::: Texto em estudo :::

Santo Agostinho também afirmou que o rei verdadeiro da cidade terrestre, Jerusalém foi o Cristo Jesus. Como prefiguração desse Rei, sobressaiu-se no reino terreno do povo de Israel, o rei Davi, na qual devia vir, segundo a carne, o nosso verdadeiro rei, o Senhor Jesus Cristo, “Deus bendito sobre todas as coisas para sempre” (Rm 9,5)[5]. O bispo de Hipona disse que Jesus Cristo manifestou o Novo Testamento da herança eterna, no qual, renovado pela graça, o ser humano teria vida nova[6].
A relação do Antigo Testamento com o Novo Testamento.
Santo Ireneu, bispo de Lião afirmou que houve dois testamentos supondo que tivessem dois povos, mas na realidade há um só e único Deus que os deu para a utilidade dos seres humanos levando as pessoas a acreditarem em Deus. O primeiro Testamento fora dado ao serviço de Deus, sendo um símbolo das coisas celestes, pois o ser humano não via ainda as coisas de Deus, contendo a profecia do futuro, para demonstrar à humanidade que Deus conhece todo o futuro[7].
A economia da encarnação.
Santo Ireneu via também na palavra escrita por Moises que um astro procedente de Jacó tornar-se-ia chefe, precedente de Israel (Nm 24,17), anunciando desta forma a economia de sua encarnação que se realizaria entre os hebreus, descendo dos céus, nasceria de Jacó e da estirpe judaica, submetendo-se a essa economia. Esta estrela apareceu no céu, e sendo chefe de um rei, falava a eles do seu nascimento e por seu intermédio tiveram conhecimento do nascimento de Cristo[8].
As profecias referentes ao Senhor Jesus
São Justino de Roma, século II, afirmou que nos livros proféticos já se encontravam dados que Jesus, nosso Cristo, nasceria de uma virgem, curaria toda doença, toda fraqueza e ressuscitaria dos mortos, seria crucificado, morreria, ressuscitaria e subiria aos céus e o seu nome, seria Filho de Deus e que também enviaria pessoas para proclamar essas coisas a todo gênero humano e as pessoas das nações creriam nele[9],
A fé em Cristo Jesus dos justos do AT.
São Gregório de Nazianzo, bispo de Constantinopla, século IV, disse que os justos, e dentre eles, também os Macabeus, deram a vida em vista de Cristo. Para São Gregório nenhum deles alcançou a perfeição, sem a fé em Cristo. Eles receberam o louvor porque viveram conforme a cruz do Senhor, manifestando a sua fé naquele momento de seu martírio em unidade com as realidades futuras pela paixão, morte e ressurreição de Cristo[10].
Jesus realizou as profecias do AT. Ele é o Salvador e o Redentor da humanidade. Ele como o profeta verdadeiro, enviado do Pai, com a presença do Espírito Santo, anunciou a todas as pessoas a boa-nova, curou os doentes, expulsou demônios das pessoas, ressuscitou os mortos. Como todo o profeta foi contestado, perseguido, e passando pela morte, ressurgiu dos mortos. Ele caminha conosco e nos encoraja pela presença do Espírito Santo e em unidade com o Pai, a sermos profetas na realidade atual.

:::

Reproduza fielmente o trecho do texto em estudo que começa em "As profecias referentes" e termina em "justos do AT.". Baseie-se somente no texto.

::: Dados fornecidos :::

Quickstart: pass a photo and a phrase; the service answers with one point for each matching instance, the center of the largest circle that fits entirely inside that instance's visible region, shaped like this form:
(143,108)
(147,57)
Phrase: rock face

:::

**Resultado do exercício**
As profecias referentes ao Senhor Jesus
São Justino de Roma, século II, afirmou que nos livros proféticos já se encontravam dados que Jesus, nosso Cristo, nasceria de uma virgem, curaria toda doença, toda fraqueza e ressuscitaria dos mortos, seria crucificado, morreria, ressuscitaria e subiria aos céus e o seu nome, seria Filho de Deus e que também enviaria pessoas para proclamar essas coisas a todo gênero humano e as pessoas das nações creriam nele[9],
A fé em Cristo Jesus dos justos do AT.